GIVEN DATA:

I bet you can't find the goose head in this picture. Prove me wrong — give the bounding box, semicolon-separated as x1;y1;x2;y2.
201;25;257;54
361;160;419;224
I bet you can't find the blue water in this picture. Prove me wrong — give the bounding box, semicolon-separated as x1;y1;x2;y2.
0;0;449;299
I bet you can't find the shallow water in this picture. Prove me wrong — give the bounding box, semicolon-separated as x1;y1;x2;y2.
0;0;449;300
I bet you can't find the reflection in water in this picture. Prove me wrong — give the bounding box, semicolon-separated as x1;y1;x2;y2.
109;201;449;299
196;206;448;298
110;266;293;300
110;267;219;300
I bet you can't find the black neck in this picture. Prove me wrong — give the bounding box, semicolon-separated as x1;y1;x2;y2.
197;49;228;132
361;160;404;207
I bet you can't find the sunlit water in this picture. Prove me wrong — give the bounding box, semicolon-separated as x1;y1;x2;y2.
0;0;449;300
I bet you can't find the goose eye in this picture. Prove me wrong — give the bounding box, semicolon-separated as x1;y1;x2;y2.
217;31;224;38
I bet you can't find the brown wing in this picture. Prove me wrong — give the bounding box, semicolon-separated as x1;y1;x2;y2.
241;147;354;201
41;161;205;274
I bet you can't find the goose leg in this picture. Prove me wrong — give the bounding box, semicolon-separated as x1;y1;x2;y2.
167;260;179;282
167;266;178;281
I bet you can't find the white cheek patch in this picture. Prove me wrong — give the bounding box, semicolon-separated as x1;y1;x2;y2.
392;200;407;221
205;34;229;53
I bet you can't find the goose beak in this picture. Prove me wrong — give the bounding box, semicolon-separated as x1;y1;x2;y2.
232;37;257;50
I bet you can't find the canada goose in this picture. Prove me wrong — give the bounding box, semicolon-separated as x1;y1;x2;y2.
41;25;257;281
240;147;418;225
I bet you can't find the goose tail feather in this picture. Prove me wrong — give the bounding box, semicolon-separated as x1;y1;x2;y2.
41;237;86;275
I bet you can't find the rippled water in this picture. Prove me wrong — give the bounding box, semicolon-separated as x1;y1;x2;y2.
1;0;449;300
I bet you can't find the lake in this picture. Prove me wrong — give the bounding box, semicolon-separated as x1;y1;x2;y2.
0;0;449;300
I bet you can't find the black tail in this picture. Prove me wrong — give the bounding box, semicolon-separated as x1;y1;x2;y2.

WORK TASK:
Write out exactly the final stretch of the records: the line containing "I bet you can't find the goose beak" and every line after it, through the last, and nothing else.

EXPECTED OUTPUT:
I bet you can't find the goose beak in this picture. Prove me wrong — give the bounding box, semicolon-separated as x1;y1;x2;y2.
232;37;257;50
I bet you can't find the canada goose in this picture. Prove me wrong — give the bounding box, semicolon-separated as x1;y1;x2;y2.
41;25;257;281
240;147;418;225
I bet you can't find the goose tail feather in this picture. Prove me wrong — give the bounding box, semicolon-separated as x1;y1;x2;y2.
41;237;86;275
I bet you can't find the rippled water in this picture. Prove me wrong — give the bounding box, semicolon-separated as x1;y1;x2;y2.
1;0;449;300
I bet you can't find the lake in this picture. Prove me wrong — give the bounding box, semicolon-separated as x1;y1;x2;y2.
0;0;449;300
I bet you can't find the black tail in this picture. Prove me wrong — give the bounding box, semicolon-separated as x1;y1;x2;y2.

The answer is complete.